In the reflection on the first Sunday of Lent, what are the three main Lenten observances?

Document section Start Marker

Sunday readings in brief 1 Lent Year A
Genesis 2:7-9, 3:1-7; Psalm 50(51); Romans 5:12-19; Mt 4:1-11
Temptations and Sin
Dear friends, today we celebrate the first Sunday of Lent. Let is a period of deep contemplation upon the love of God for us that was demonstrated through the suffering and death of his Christ. During the 40 days of Lent, the liturgy gives us a chance to reflect upon our lives and see if we live according to the demands of our faith and if we have flaws to amend them through repentance. Repentance of our sins and amendment of our ways help us to reconcile with God and our neighbours. To assist us do meaningful repentance and amendment, we have three main Lenten observances namely: prayer, fasting and almsgiving. These we are supposed to observe every day in and out of season. However, during the Lenten season we increase their intensity for a period of 40 days as we walk the way of cross with Jesus. If we are faithful to these observances, at the climax of these days we will have achieve a positive change hence becoming better Christians.
During this season, we constantly think about sin and its consequences in our individual life as well as in the society. In the first reading, the origin of sin is traced back to the disobedience of the first man and woman. Even though God gave them everything they needed, and they were satisfied, someone, the devil, sowed in them the seed of evil desire. Though they passed by the tree that God forbid them every day, they never desired its fruits until the devil tempted them by making them doubt God’s intentions. Dear friends, this is also true in our lives. When we were baptized we were cleansed of the marks of the original sin. However, as we grow up the devil and his agents teach us evil.

Document section End Marker
Data to examine Start Marker

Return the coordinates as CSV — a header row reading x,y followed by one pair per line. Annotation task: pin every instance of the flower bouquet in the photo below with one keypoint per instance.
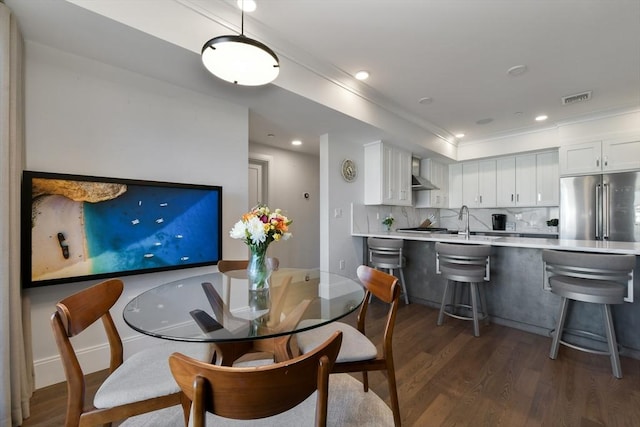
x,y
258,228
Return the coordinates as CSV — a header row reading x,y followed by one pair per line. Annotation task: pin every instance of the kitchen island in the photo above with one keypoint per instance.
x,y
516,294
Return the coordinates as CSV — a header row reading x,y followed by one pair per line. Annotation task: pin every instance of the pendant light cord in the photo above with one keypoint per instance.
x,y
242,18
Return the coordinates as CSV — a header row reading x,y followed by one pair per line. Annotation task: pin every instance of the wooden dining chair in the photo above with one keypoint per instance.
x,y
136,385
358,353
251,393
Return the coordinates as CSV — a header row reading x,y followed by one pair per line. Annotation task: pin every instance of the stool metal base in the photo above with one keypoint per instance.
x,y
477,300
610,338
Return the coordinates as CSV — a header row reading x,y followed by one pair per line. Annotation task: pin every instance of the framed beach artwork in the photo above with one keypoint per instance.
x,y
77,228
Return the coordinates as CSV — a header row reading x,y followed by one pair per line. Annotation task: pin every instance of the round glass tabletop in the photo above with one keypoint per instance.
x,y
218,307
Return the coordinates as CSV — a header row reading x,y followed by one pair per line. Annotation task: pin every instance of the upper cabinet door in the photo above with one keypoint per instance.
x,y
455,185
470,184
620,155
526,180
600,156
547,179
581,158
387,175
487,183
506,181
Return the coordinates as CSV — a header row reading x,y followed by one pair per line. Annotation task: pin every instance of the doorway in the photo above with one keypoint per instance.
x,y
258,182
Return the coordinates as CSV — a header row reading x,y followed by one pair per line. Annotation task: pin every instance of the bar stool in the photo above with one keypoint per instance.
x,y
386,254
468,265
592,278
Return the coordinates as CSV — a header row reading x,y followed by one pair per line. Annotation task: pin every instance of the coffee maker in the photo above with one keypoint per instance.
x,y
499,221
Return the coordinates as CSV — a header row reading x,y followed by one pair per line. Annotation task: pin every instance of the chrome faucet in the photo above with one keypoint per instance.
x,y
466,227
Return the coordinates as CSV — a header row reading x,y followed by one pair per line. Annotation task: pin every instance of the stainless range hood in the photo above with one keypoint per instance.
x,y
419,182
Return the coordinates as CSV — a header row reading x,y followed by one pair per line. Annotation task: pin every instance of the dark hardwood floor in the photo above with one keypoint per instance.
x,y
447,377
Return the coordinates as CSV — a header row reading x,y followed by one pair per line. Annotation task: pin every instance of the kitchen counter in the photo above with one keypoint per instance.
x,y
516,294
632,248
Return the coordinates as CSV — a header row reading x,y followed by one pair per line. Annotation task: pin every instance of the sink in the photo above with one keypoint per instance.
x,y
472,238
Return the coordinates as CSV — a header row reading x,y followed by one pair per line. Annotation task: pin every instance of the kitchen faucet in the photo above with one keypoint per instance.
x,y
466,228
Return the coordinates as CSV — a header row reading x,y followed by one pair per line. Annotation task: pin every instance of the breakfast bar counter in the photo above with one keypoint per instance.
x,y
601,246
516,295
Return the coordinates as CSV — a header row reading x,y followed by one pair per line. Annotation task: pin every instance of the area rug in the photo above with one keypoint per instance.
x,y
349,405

Data to examine End Marker

[Response for this exercise]: Prayer, fasting and almsgiving.